Canadian folk-rockers Half Moon Run, have officially released their third album “A Blemish In The Great Light”, and i'm loving it.  

"I think this album still has the sound people expect from us, balanced with more experimentation," said drummer/multi-instrumentalist Dylan Phillips. "We’ve been diving deep into some styles that we haven’t necessarily explored before. Things get a little heavier, a little harder." Have a listen to the album here

Half Moon Run are already reflecting on this album journey to date, "One important thing we learned this time around was to diversify our focus. Because if we get too tunnel-vision on a project it starts to get kind of strange. As an artist and musician, you need to work with other people. You need to do other things, so you can draw from different experiences that all build on each other."

### DIRECTIVE 1
According to the Half Moon Run article, what is the title of the band's third album?
The Half Moon Run article has no connection to the records that come after it.

### DATASET ENTRIES
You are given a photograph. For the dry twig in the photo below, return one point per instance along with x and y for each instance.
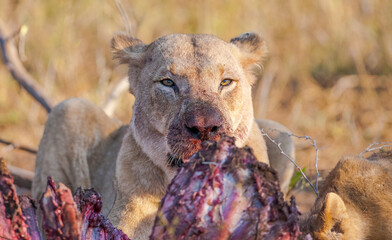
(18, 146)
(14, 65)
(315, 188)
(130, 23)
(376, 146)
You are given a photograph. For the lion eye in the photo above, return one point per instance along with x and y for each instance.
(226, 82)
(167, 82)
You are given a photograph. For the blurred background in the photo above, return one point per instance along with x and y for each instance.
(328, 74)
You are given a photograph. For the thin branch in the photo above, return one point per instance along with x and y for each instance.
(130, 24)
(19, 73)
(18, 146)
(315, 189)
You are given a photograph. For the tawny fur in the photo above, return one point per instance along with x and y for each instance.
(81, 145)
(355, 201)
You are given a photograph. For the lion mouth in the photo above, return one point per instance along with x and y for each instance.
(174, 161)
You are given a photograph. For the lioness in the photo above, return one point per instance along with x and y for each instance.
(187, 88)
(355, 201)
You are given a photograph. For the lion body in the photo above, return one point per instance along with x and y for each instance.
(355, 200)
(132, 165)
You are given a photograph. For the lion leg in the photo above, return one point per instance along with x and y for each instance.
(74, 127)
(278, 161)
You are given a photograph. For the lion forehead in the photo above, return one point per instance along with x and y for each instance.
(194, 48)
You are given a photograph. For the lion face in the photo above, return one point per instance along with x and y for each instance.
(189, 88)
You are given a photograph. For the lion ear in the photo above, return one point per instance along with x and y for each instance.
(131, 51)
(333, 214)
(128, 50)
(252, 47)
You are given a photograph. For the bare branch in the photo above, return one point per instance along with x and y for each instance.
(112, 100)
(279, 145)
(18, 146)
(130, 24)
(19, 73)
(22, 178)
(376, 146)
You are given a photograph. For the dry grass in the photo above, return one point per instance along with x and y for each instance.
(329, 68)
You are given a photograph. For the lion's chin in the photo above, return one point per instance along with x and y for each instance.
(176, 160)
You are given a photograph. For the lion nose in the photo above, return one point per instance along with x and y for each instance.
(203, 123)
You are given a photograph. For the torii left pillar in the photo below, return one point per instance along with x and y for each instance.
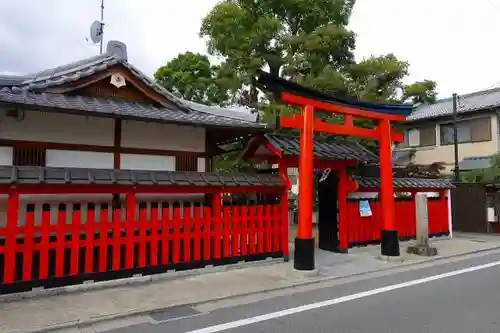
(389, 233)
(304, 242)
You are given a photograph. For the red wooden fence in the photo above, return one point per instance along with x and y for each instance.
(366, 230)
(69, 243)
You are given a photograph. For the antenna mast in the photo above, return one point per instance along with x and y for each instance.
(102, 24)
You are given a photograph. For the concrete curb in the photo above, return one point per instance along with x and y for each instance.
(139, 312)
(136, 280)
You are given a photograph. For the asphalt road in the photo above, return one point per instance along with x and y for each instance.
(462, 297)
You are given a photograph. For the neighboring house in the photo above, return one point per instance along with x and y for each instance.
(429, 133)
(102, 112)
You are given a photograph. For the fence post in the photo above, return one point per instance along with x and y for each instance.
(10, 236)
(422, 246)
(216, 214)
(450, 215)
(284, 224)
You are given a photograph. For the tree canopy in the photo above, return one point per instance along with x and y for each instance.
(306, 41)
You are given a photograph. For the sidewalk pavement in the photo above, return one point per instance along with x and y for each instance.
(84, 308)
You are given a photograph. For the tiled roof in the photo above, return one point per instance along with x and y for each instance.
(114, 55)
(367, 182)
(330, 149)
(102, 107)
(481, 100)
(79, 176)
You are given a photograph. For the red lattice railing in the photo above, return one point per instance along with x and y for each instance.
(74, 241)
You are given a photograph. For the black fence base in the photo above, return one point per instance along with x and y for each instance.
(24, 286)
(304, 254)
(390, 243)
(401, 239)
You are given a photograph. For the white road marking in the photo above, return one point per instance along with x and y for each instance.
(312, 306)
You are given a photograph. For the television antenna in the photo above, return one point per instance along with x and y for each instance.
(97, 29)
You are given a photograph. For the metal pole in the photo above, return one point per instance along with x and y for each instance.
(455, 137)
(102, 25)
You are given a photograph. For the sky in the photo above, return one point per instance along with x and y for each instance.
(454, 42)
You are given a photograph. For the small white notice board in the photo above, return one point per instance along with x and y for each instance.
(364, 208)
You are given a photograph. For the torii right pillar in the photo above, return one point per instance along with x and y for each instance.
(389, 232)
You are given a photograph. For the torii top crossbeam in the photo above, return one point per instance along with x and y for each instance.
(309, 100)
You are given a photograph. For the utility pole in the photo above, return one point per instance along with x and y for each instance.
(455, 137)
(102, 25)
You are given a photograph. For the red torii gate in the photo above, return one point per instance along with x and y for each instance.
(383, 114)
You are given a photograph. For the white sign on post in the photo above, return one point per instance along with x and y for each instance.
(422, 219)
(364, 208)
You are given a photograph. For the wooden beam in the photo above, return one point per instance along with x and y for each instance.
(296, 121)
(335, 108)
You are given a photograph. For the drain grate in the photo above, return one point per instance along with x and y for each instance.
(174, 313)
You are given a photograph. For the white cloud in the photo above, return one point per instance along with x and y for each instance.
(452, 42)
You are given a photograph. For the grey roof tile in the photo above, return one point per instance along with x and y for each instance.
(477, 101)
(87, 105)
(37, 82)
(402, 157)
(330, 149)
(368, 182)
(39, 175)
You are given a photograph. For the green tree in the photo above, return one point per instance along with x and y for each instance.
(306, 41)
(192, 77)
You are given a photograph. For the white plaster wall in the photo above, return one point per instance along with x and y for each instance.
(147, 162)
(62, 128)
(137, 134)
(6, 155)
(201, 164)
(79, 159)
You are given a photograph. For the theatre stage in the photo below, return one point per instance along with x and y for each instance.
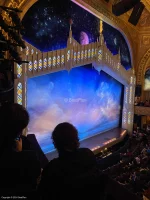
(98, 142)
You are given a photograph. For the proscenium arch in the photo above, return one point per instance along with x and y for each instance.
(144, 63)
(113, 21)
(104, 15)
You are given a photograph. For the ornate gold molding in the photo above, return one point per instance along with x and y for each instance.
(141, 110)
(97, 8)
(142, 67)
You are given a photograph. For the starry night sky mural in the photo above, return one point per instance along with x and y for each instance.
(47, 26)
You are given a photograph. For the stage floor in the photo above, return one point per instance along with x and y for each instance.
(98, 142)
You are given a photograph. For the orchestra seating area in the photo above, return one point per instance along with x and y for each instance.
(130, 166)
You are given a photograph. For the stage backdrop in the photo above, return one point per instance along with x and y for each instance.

### DIRECTIVE 2
Count the lines in the records that contain the string "post", matching case exactly, and give only the number.

### CORRECT OUTPUT 1
A Blemish In The Great Light

### CORRECT OUTPUT 2
2